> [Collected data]
══════════

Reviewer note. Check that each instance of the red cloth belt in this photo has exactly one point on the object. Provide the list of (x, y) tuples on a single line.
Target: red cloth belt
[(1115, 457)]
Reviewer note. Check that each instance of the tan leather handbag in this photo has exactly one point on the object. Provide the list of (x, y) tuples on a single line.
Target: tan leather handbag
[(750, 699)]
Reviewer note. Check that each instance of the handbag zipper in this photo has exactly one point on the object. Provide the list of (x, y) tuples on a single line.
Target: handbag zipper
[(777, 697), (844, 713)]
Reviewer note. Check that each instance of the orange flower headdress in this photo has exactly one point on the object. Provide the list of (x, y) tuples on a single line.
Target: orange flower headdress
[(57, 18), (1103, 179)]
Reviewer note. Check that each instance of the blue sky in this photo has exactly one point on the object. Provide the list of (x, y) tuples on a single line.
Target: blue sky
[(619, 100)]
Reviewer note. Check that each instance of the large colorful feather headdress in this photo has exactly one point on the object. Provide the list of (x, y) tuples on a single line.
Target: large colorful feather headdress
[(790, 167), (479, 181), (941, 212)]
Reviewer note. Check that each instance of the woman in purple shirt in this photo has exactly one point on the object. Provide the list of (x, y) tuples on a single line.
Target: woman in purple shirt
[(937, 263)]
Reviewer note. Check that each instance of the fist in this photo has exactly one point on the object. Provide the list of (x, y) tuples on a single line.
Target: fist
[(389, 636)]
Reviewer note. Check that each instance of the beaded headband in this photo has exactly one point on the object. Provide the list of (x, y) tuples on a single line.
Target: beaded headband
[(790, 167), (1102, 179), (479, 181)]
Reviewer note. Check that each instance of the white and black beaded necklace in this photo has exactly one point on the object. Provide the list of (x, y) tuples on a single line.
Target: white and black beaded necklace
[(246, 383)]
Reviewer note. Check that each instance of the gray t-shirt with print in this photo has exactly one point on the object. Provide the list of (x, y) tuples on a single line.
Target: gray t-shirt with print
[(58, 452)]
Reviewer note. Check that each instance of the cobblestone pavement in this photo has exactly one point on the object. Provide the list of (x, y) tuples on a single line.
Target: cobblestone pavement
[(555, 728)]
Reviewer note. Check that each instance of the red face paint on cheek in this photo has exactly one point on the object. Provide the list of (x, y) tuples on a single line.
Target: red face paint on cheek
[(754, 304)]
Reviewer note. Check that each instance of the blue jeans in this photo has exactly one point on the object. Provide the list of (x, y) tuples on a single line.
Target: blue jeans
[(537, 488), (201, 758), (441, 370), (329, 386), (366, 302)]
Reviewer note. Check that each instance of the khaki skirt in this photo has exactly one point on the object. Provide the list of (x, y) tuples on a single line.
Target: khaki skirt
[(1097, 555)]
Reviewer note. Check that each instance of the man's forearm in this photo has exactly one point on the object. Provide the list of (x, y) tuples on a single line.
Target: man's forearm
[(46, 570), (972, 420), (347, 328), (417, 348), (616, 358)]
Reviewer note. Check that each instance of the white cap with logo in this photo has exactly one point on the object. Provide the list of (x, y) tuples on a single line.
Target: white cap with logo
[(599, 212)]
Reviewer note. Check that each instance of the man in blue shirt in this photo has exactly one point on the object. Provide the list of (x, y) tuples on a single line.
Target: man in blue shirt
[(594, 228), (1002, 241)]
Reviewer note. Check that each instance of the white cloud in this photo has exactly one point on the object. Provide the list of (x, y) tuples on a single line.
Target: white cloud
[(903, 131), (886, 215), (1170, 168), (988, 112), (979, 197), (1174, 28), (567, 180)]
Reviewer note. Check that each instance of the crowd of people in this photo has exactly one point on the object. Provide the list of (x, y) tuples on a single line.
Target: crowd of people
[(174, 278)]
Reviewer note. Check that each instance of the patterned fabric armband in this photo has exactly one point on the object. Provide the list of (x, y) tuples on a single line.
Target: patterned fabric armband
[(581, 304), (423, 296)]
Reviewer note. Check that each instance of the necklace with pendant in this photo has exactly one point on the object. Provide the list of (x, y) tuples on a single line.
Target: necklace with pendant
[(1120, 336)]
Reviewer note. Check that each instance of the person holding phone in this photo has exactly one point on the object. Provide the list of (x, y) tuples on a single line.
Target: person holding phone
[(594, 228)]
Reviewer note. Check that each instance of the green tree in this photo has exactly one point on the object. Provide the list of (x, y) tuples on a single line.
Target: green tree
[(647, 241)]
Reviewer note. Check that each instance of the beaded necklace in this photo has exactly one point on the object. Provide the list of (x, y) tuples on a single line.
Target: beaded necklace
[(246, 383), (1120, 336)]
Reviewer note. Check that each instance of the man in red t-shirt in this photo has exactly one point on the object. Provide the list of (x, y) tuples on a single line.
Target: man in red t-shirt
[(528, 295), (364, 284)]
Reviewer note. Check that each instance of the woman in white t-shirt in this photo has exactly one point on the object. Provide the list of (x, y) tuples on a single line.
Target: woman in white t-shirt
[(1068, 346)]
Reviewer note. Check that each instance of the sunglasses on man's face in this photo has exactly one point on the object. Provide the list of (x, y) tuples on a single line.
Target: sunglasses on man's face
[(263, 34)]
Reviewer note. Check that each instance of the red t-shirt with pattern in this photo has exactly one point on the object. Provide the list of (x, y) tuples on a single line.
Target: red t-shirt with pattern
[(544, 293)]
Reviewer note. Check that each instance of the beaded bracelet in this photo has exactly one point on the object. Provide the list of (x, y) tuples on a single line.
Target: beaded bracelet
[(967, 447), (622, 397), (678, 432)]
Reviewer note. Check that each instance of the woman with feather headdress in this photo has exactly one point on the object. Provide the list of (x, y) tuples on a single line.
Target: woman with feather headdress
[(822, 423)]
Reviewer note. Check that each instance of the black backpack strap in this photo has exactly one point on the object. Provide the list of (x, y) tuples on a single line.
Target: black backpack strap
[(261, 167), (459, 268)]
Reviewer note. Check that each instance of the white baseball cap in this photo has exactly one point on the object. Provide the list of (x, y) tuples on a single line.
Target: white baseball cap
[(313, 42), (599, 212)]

══════════

> [Brief] Please copy every line of the records above, leaving each one unchanged.

> [Response below]
Reviewer note. Check that each instance of the red cloth belt in this photo has exactly one point on the object. Provide the list of (x, y) tuples on a single line.
Target: red cloth belt
[(1115, 457)]
Reviewer note. Check that each instance of the tan leather handbag in this photo has exactly one point on the object. Provide the list of (x, y) tuples on a single line.
Target: tan leather handbag
[(750, 699)]
Reviewer note. Check that each instance of the handbag zipper in this photo has exactly one point on the object. Provide the list of (x, y) tuples on a single line.
Target: handbag zipper
[(777, 697), (844, 713)]
Reviewer note. Check that each instance of the orange flower headdress in this photo has exactly one point on the object. Provide the list of (x, y) tuples on a single line.
Target: orange flower headdress
[(57, 18), (1103, 179)]
Reviewer note. Check that each instance of the blue sky in this photo has exactly one point on the object. Provide the list of (x, y) tuples on a single line.
Target: blue sky
[(619, 100)]
Reviewer note. Check that each instance of the large colorful feather headdress in this photo has exactly one point on the object. Provide the list of (x, y) tuples on a single line.
Target: large colorful feather headdress
[(790, 167), (479, 181), (941, 212)]
Reviewer note. Check that each instance of the woman in purple shirt in this photo has exactly one point on the object. Provide the list of (x, y) tuples on a single line.
Target: woman in purple shirt
[(937, 263)]
Reviewer note. Check that each instance of the fist in this photo has exactly one point on the object. Provide the list of (x, y) tuples on a single line.
Target: fist
[(389, 636)]
Reviewer note. Check that each instance of the beaded headband in this photo has exactly one point on the object. Provide the list of (x, y) tuples on a single line.
Target: beaded headband
[(790, 167), (1102, 179), (479, 181)]
Reviewer note. Check that each instance of the white and black beaded necklace in this photo has exactly one point on the object. Provide the list of (x, y) tuples on a single line.
Target: white and black beaded necklace
[(246, 383)]
Reviewer note. Check that each instance of the gray t-shirt with print in this photo has exactly one point on the object. Provide the list of (x, y) tuples on a single line.
Target: gray t-shirt with print
[(58, 452)]
Reviewer note. Check that each instance of the cobblestone pavement in this photo has exactly one point on the object. Provide the list of (x, y) tuples on a single line.
Target: cobblestone pavement
[(555, 728)]
Reviewer note. Check that each instance of the red face paint on cheek in this photo has exactly one point on the object. Provide the list of (x, y) tuples on a single line.
Target: red face paint on cheek
[(754, 304)]
Reviewer note. Check that each instance of the blue jeans in this photo has exactly one point on the object. Provide the list of (x, y) tuples on a single line.
Target: blue jeans
[(537, 488), (201, 758), (441, 370), (329, 386), (366, 302)]
Reviewer note. Check that each instance of the khaki skirt in this photo has exactly one point on the object. Provide the list of (x, y) tuples on a single line.
Target: khaki skirt
[(1097, 555)]
Reviewer note. Check that each instance of the man's forearm in this photo has exactly one point on the object. Provide the list of (x, y) tuples on a single line.
Target: man's forearm
[(46, 570), (972, 420), (347, 328), (417, 348), (616, 358)]
Reviewer note. Check that each instance of the white cap with logo in this photo has exactly one point on the object. Provide the list of (x, y) tuples on a single line.
Target: white cap with logo
[(599, 212)]
Reviewer note. Check that each instance of the man in blue shirt in this photo has exactly one point on the object. Provide the list of (x, y) tuples on a single line.
Target: man in blue shirt
[(594, 228), (1002, 241)]
Reviewer note. Check that each instance of the white cloud in this photo has exactly one point on the object. Provide the list of (x, y) tuples on a single line.
Target: white cloud
[(903, 131), (886, 215), (1170, 168), (988, 112), (979, 197), (1174, 28), (567, 180)]
Reviewer note. Check that each instance of the crowd of people in this photo has exactly one point on the object. Provide the list of (x, y) tuples on a single line.
Target: crowd of people
[(174, 278)]
Reviewer note. Check that each instance of the patterned fabric armband in this photo has exactly one point on the object. Provide the list of (x, y) tuples on a single line.
Target: patterned fabric armband
[(581, 304), (423, 296)]
Reviewer note. Check that each instance of the necklace with pendant in this photo has exactly one point on the object. Provide the list of (x, y) tuples on a single line.
Target: necklace with pendant
[(1120, 336)]
Reviewer note. Check that each instance of the person holding phone in this photo has exactly one point on the object. Provide the list of (x, y) tuples on a single line.
Target: person holding phone
[(594, 228)]
Reviewer note. Check that each instance of the green tree in this photo has exactly one point on the object. Provide the list of (x, y) tuples on a single line.
Target: green tree
[(647, 241)]
Reviewer note. Check that each instance of the beaded necklace in this photo has exactly one point on the object. Provide the list of (x, y) tuples on a single line.
Target: beaded necklace
[(246, 383), (1120, 336)]
Reviewer note. Check that each instance of the man in red t-shirt in this photo has exactly one point on the object. Provide the list of (x, y) tuples on a single line.
Target: man in red t-shirt
[(528, 295), (364, 284)]
Reviewer note. Check that each instance of the woman in white t-shirt in this photo has exactly one point on the object. Provide the list of (x, y) tuples on a single line.
Target: woman in white t-shirt
[(1068, 346)]
Reviewer note. Check that each instance of the sunglasses on man's face in this photo has exactly one point on the object. Provide the list of (x, y) tuples on a single line.
Target: sunglasses on man's face
[(263, 34)]
Reviewer note. Check that each instance of the red t-shirt with pattern in this photo has exactly one point on the object. Provide the list of (x, y) tuples on a single line.
Target: red t-shirt with pattern
[(544, 293)]
Reviewer note. Check that each instance of the beaded bracelet in this photo has exactly one point on the object. Provide the list of (x, y) tuples on a single line.
Target: beaded bracelet
[(967, 447), (622, 397), (678, 432)]
Reviewer note. Check that each instance of the woman with feather headdress in this photo has exactly one point on the object. Provide the list of (x, y) tuples on a single line.
Target: woman with feather headdress
[(822, 423)]
Reviewer note. Check that each instance of the black backpack strap in this photo has exactly one point on the object. Provide the list of (x, y) tuples on a single line.
Target: black backpack strap
[(261, 167), (459, 268)]
Reviewer note. Check that each instance of the white baseball cap in this photo has exactly one point on the object. Provide the list of (x, y) tuples on a single line.
Target: white baseball cap
[(313, 42), (599, 212)]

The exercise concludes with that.